[Excerpts of pointing data]

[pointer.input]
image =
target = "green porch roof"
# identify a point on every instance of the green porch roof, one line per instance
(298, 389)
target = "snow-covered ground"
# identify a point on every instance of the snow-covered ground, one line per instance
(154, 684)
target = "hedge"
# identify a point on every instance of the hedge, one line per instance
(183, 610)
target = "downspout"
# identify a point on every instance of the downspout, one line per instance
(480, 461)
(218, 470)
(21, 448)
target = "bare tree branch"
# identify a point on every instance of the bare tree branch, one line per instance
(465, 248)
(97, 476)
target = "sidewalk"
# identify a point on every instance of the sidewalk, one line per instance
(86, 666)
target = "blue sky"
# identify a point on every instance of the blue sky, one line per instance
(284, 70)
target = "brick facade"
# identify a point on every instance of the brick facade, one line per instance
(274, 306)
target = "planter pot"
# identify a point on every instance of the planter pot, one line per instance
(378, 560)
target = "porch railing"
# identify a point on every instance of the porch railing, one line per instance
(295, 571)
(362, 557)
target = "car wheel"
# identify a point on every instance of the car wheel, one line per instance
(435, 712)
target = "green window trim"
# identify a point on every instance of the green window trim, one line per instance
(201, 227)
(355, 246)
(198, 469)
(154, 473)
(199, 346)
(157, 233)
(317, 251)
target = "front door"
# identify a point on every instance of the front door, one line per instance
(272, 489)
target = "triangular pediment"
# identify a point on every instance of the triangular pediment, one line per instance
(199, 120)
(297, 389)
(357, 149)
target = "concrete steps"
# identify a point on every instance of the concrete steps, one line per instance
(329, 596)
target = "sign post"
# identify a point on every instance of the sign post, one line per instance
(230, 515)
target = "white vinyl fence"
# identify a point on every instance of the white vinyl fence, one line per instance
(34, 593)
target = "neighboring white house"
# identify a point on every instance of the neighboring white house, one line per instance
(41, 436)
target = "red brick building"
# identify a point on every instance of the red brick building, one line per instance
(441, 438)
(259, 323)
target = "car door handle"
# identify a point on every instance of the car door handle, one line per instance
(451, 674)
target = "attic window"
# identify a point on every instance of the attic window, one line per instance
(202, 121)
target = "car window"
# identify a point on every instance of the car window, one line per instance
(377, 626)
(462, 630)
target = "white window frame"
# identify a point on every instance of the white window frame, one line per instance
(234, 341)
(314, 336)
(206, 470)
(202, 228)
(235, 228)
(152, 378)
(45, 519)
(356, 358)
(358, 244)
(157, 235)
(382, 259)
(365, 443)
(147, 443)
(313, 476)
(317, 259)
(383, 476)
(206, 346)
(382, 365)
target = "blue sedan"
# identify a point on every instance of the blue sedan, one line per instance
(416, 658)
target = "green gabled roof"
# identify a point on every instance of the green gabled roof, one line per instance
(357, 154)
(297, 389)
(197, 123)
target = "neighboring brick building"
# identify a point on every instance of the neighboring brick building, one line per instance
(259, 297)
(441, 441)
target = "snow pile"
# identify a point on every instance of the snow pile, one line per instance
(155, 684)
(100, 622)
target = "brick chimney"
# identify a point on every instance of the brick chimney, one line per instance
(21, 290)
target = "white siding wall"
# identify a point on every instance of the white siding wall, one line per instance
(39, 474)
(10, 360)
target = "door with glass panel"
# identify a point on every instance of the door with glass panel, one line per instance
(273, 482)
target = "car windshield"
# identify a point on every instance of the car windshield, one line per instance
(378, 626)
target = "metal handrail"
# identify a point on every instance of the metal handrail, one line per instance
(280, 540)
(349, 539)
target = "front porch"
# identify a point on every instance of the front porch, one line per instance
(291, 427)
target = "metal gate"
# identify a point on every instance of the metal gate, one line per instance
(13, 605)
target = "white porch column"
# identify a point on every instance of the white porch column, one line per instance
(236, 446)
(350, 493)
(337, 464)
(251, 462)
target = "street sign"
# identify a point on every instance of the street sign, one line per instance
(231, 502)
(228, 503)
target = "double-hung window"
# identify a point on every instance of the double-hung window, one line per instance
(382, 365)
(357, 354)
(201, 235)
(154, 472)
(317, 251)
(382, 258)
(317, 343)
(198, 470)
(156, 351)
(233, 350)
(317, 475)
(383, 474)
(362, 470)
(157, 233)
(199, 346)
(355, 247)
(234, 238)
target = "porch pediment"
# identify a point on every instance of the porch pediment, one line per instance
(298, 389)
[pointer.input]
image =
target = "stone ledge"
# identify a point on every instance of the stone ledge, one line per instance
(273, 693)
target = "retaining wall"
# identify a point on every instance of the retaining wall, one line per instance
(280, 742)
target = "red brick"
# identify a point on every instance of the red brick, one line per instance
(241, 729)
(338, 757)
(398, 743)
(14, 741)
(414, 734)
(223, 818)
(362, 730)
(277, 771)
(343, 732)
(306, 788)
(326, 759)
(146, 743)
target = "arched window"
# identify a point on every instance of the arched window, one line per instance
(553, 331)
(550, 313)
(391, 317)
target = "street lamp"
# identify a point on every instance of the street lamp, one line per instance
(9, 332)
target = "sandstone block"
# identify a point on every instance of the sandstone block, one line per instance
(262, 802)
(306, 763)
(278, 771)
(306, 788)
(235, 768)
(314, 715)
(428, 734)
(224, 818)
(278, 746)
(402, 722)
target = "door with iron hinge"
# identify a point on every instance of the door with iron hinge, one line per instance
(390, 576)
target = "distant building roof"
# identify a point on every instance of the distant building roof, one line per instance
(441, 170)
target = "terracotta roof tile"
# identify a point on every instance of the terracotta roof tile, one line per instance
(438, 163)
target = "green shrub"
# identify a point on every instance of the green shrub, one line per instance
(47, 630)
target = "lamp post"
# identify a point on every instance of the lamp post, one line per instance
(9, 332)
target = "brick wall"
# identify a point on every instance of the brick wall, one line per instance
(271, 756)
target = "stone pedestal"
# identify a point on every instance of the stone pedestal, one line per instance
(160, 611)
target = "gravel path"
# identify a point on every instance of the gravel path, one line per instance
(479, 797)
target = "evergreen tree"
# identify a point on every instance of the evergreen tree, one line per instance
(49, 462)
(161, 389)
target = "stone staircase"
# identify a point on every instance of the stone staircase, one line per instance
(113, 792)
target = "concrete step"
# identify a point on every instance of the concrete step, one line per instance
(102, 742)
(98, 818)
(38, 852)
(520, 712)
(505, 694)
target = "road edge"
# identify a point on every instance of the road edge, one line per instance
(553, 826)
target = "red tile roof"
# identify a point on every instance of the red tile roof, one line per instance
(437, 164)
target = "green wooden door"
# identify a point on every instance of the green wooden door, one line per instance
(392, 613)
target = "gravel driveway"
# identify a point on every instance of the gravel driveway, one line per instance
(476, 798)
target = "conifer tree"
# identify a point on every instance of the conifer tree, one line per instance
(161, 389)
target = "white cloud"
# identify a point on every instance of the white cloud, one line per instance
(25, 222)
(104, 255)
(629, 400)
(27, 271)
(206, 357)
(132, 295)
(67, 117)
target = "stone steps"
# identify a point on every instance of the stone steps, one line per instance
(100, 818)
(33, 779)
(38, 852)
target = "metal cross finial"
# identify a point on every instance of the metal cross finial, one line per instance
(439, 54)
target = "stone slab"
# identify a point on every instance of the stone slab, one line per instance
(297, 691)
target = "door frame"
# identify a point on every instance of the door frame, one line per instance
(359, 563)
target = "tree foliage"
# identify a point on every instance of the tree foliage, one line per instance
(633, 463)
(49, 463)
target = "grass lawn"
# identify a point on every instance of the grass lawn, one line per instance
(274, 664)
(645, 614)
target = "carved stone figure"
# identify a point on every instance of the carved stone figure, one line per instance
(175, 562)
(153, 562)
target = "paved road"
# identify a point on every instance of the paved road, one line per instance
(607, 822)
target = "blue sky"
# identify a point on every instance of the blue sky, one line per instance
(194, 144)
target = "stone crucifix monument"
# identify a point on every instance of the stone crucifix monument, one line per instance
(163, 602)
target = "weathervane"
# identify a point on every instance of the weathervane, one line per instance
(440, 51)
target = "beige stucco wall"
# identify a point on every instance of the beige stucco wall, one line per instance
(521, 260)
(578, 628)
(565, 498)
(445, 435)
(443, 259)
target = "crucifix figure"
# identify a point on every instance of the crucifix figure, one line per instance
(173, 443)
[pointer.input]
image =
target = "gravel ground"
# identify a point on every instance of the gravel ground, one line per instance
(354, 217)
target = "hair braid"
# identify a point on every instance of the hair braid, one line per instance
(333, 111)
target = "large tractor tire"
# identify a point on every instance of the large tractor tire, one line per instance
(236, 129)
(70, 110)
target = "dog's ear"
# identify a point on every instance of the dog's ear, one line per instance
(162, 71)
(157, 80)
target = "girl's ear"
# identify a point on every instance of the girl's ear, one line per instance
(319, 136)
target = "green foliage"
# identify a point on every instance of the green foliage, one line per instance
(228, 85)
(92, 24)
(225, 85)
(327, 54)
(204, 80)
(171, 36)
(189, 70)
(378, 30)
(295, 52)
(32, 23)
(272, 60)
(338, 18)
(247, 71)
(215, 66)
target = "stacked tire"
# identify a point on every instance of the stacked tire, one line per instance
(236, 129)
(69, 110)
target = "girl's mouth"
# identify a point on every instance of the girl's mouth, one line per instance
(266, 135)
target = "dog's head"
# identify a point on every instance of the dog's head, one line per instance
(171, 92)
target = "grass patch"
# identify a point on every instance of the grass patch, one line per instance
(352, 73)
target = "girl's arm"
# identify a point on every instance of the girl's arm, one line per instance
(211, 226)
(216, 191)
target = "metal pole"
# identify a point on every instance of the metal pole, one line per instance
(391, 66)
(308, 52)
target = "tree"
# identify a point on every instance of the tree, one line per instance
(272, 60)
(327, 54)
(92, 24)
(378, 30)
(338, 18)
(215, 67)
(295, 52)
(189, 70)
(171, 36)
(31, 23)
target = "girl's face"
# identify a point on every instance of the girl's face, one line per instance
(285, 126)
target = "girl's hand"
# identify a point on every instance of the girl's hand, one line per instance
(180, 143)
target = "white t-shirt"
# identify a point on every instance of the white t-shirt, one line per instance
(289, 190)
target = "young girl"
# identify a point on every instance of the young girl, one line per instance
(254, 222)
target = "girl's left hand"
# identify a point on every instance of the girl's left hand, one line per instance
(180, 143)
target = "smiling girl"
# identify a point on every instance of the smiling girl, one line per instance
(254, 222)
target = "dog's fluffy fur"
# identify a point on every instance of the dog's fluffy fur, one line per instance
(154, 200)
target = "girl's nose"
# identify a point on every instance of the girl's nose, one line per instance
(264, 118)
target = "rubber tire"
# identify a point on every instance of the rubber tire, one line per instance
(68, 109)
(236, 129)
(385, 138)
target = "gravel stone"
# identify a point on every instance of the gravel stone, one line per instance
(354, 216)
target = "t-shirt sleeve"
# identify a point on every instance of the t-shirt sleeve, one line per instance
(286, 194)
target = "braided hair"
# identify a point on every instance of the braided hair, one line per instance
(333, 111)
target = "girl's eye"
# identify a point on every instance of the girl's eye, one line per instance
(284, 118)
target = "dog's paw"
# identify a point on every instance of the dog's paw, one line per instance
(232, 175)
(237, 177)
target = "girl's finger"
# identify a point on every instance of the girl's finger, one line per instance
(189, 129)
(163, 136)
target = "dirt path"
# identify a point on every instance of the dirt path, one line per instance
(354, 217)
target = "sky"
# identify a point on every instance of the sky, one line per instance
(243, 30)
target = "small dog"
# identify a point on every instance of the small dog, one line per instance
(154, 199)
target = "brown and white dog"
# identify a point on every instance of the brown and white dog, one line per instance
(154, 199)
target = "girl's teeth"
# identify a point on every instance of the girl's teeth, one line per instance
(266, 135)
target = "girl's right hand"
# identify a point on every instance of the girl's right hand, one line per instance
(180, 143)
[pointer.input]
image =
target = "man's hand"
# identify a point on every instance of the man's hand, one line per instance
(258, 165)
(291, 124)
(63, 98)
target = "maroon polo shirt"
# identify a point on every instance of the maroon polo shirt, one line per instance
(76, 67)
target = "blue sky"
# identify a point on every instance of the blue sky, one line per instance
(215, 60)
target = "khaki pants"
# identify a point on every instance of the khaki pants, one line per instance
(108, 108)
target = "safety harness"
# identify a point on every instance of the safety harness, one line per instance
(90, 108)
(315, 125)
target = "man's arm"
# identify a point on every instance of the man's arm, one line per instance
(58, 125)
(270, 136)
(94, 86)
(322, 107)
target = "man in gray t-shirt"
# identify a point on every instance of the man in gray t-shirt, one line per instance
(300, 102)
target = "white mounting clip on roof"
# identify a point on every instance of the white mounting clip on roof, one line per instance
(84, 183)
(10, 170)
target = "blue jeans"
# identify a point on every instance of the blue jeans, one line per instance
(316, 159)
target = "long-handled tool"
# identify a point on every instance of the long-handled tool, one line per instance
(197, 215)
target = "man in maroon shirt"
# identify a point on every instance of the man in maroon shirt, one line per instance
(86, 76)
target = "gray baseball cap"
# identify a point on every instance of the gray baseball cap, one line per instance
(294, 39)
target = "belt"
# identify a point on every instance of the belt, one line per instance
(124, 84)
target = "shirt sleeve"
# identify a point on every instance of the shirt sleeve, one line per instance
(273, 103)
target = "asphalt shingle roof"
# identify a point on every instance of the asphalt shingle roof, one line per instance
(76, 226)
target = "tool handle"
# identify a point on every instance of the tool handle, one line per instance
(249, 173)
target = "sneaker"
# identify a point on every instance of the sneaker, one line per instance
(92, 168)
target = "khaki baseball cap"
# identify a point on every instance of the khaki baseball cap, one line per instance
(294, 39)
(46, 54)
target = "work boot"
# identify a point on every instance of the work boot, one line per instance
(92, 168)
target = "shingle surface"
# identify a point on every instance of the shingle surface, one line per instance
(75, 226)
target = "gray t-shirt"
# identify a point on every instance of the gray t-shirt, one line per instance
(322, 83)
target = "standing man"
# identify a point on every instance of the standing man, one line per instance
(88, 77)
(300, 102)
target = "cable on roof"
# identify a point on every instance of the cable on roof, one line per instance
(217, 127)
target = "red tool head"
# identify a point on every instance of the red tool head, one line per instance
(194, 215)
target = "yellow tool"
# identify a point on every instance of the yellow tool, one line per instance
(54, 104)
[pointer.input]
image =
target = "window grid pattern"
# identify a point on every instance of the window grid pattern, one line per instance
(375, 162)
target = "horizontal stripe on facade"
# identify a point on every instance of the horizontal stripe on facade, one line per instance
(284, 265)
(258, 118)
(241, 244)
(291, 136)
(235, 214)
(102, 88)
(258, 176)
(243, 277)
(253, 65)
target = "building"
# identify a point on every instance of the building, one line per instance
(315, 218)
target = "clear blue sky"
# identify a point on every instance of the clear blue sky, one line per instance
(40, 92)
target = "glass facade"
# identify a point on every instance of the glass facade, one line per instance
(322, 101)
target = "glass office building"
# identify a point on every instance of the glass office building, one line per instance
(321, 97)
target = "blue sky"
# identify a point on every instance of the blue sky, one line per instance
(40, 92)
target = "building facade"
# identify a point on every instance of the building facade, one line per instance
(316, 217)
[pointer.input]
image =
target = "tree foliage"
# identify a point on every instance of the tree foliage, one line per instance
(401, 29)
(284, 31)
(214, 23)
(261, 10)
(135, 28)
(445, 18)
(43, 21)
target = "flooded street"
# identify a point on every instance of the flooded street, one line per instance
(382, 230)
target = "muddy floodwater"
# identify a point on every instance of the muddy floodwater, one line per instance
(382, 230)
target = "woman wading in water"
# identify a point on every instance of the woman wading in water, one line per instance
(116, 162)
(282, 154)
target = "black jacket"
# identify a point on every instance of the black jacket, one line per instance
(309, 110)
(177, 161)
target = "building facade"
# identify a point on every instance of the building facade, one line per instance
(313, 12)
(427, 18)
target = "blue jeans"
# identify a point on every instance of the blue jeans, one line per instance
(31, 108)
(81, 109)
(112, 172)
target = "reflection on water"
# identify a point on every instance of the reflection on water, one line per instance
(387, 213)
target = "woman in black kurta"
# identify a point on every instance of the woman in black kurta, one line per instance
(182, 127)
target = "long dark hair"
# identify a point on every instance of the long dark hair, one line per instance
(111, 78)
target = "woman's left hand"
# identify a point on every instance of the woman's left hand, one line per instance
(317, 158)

**Goal**
Identify every line in the rows above that contains the string "double", and copy each such line.

**Worked solution**
target = "double-hung window"
# identify a point on every instance of the double-hung window, one line per instance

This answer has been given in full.